■ **Work to be completed**: Which of the lines below hold the word "positive"? Pull each of them out.

■ **Provided data**:
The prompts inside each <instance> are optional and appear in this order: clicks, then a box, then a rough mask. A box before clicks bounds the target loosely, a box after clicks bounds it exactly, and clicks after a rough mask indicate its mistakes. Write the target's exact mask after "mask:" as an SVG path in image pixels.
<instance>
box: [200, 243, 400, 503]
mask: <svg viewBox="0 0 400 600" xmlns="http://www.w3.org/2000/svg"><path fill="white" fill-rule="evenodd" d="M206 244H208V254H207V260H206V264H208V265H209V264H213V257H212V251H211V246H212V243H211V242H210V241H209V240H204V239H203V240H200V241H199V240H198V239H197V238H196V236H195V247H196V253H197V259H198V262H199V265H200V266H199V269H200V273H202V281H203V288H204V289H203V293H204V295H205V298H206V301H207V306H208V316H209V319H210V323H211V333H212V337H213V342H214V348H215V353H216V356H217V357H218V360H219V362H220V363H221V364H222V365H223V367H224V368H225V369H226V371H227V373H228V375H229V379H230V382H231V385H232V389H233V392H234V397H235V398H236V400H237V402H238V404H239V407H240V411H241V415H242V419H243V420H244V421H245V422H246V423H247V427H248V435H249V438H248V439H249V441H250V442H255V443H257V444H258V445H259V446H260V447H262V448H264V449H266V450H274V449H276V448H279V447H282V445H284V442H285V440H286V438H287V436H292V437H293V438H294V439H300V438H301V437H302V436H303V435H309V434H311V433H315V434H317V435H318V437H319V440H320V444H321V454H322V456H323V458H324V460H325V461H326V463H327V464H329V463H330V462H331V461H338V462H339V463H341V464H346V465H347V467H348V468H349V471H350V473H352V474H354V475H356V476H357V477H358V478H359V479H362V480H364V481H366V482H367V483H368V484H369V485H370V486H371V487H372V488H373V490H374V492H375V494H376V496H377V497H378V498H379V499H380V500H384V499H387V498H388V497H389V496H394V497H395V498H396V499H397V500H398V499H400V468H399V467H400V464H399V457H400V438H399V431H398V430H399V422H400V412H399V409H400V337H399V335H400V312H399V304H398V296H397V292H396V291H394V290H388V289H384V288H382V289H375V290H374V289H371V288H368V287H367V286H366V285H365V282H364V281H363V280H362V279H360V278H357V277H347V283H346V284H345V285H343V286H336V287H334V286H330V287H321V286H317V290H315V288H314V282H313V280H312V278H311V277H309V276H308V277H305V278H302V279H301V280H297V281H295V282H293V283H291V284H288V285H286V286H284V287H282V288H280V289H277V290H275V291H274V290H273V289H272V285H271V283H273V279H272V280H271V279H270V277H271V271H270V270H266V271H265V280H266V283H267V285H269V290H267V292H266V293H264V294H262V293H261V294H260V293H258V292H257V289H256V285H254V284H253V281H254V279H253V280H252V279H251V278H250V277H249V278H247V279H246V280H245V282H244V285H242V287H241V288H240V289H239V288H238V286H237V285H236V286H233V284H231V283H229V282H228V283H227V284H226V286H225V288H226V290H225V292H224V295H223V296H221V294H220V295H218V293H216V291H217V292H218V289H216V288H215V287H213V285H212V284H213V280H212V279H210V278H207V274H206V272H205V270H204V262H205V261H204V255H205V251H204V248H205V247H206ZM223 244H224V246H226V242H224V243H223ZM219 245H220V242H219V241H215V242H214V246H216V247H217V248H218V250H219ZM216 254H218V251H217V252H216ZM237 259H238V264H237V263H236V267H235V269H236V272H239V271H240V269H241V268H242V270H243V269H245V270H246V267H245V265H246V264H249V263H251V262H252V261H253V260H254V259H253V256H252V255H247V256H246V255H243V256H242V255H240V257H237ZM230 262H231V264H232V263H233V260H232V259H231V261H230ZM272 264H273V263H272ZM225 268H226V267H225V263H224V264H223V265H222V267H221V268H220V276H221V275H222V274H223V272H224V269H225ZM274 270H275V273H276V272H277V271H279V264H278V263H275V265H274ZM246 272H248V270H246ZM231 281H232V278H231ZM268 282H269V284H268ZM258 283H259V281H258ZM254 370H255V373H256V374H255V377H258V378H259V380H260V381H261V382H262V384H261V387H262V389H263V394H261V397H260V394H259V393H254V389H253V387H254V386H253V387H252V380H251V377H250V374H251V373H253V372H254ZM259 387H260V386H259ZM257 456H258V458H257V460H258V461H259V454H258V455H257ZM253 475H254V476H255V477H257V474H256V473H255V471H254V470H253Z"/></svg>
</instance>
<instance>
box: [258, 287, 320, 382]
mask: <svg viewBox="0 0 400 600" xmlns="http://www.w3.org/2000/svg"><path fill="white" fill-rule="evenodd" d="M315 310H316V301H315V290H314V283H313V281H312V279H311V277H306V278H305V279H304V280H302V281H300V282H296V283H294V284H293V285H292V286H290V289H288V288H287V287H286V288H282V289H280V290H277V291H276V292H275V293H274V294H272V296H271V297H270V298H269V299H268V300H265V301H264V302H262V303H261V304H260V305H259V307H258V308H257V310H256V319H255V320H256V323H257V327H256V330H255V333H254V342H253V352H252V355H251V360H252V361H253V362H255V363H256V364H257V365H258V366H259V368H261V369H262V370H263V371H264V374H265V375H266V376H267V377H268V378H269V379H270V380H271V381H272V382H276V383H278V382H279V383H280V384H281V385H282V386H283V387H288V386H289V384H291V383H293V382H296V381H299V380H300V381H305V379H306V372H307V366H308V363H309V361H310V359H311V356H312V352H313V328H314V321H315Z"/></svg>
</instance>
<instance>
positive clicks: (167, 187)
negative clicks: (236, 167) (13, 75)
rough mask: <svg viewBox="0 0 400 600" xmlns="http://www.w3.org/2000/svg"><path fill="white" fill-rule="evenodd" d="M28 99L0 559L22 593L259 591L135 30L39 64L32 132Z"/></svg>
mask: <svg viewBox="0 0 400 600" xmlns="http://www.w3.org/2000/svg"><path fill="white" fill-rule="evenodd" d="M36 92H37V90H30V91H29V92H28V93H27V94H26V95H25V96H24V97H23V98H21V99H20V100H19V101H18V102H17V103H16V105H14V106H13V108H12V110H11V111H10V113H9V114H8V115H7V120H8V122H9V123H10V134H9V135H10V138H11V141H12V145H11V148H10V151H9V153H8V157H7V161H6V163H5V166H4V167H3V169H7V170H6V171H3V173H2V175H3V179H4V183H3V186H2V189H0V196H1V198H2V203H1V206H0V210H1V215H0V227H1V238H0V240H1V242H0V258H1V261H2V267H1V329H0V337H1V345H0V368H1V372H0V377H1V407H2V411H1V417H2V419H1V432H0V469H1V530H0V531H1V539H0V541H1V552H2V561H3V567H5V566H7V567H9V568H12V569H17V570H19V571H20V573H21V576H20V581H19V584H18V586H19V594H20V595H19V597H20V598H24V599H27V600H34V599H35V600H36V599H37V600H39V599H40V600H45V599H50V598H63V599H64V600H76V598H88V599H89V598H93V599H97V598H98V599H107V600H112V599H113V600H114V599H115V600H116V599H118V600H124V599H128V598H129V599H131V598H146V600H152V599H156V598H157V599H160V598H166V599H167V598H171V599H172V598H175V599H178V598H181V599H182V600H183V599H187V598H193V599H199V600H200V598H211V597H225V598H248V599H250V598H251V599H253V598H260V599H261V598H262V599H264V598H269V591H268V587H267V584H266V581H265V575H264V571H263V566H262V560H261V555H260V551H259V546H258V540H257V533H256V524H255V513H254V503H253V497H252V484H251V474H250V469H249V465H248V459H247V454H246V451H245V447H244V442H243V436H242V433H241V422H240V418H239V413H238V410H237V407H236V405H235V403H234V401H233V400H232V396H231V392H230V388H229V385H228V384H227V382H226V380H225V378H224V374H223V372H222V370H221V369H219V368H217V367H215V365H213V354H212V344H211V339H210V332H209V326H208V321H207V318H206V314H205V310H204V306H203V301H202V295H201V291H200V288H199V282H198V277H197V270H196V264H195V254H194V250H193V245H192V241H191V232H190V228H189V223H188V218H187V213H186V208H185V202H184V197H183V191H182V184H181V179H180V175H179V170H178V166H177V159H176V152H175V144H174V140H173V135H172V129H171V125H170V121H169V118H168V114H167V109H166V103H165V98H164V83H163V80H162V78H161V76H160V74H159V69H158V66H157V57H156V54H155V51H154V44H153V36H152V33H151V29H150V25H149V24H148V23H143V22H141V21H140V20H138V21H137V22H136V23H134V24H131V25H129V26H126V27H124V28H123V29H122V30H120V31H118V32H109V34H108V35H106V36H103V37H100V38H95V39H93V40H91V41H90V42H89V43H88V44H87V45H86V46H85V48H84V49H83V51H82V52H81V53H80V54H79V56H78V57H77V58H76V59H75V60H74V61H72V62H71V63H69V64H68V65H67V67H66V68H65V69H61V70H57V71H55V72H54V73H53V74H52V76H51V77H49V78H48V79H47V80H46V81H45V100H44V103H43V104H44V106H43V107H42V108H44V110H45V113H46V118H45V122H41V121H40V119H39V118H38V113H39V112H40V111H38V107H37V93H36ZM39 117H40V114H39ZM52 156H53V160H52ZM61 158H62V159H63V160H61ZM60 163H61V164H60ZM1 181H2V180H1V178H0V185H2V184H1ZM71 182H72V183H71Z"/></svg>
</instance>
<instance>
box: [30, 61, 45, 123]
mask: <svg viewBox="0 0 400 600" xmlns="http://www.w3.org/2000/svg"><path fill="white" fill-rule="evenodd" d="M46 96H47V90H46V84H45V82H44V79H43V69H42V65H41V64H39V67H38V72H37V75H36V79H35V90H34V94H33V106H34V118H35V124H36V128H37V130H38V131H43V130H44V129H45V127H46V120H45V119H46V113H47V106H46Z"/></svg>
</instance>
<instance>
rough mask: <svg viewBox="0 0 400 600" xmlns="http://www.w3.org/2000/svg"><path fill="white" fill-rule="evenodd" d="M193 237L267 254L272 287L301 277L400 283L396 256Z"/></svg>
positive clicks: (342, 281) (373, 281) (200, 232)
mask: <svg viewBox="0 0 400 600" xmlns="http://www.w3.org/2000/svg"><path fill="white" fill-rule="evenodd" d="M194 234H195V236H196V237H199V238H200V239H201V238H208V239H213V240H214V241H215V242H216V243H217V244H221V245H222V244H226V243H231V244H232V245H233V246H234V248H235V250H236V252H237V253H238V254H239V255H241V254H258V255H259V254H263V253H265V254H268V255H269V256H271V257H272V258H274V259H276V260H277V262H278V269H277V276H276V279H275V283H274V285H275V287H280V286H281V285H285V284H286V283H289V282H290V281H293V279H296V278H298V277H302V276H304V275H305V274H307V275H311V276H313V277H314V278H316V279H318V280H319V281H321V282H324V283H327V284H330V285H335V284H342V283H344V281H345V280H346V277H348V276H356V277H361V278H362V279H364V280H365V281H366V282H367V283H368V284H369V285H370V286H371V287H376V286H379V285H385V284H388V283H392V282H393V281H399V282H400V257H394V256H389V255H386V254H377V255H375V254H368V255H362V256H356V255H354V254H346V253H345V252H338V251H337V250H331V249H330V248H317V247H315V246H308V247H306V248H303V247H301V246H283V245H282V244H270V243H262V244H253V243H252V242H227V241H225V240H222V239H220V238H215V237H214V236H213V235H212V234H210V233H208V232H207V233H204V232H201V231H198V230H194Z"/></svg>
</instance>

■ **Exercise answer**:
positive clicks: (167, 187)
positive clicks: (342, 281) (373, 281) (200, 232)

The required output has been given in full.